Document passage
# # #

The UPP job (offline post) failed at Hera #2227

WenMeng-NOAA · 2024-01-16T17:00:31Z

What is wrong?

The standalone JGLOBAL_ATMOS_UPP job failed on Hera with model history files in C768.
The runtime log indicates out of memory issue:

 84: slurmstepd: error: Detected 1 oom-kill event(s) in StepId=54315683.0. Some of your processes may have been killed by the cgroup out-of-memory handler.
srun: error: h23c26: task 92: Out Of Memory
srun: launch/slurm: _step_signal: Terminating StepId=54315683.0
  0: slurmstepd: error: *** STEP 54315683.0 ON h4c47 CANCELLED AT 2024-01-16T16:37:16 ***
 89: forrtl: error (78): process killed (SIGTERM)

# # #

Record set

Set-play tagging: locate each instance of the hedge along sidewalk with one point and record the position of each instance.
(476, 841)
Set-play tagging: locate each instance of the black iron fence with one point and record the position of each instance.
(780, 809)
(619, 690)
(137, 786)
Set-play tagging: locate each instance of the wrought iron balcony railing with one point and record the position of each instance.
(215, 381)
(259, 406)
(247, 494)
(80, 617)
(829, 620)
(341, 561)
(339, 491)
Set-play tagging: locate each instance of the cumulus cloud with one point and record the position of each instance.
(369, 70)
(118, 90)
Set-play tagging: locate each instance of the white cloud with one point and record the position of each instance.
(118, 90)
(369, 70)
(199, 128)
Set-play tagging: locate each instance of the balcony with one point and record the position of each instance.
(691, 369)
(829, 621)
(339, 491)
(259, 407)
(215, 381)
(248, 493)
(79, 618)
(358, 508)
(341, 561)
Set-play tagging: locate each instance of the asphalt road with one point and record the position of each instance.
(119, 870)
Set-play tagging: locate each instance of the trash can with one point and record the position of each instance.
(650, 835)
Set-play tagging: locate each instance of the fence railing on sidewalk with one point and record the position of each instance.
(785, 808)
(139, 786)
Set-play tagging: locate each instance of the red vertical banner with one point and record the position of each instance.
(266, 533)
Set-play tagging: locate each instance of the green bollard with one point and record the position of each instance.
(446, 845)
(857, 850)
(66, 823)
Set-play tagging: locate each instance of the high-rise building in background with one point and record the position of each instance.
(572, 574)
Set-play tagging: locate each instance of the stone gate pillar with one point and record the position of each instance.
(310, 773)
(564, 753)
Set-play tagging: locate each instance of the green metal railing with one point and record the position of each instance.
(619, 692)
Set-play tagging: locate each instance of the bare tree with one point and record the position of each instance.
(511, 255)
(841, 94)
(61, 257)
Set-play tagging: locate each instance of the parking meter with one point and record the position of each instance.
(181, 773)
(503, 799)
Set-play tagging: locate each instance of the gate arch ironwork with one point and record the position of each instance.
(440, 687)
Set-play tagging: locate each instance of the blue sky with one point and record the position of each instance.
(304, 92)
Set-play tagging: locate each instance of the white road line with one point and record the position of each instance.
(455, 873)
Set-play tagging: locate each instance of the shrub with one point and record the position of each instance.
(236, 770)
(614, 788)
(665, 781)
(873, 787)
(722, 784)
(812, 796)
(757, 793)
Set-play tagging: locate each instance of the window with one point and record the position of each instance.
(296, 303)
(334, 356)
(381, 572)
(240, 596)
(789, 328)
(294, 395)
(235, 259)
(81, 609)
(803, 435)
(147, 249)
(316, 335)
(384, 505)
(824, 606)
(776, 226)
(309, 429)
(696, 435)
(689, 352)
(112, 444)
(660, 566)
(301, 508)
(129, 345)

# # #

Instructions
1. Quote the UPP job failure report, everything from "The runtime log" down to "process killed (SIGTERM)".
2. Answer these questions from the UPP job failure report:
(a) On which machine did the standalone JGLOBAL_ATMOS_UPP job fail?
(b) What resolution were the model history files?
(c) At what time was step 54315683.0 canceled?
Rely only on the UPP job failure report to respond.

Complete answers
1.
The runtime log indicates out of memory issue:

 84: slurmstepd: error: Detected 1 oom-kill event(s) in StepId=54315683.0. Some of your processes may have been killed by the cgroup out-of-memory handler.
srun: error: h23c26: task 92: Out Of Memory
srun: launch/slurm: _step_signal: Terminating StepId=54315683.0
  0: slurmstepd: error: *** STEP 54315683.0 ON h4c47 CANCELLED AT 2024-01-16T16:37:16 ***
 89: forrtl: error (78): process killed (SIGTERM)

2.
(a) Hera
(b) C768
(c) 2024-01-16T16:37:16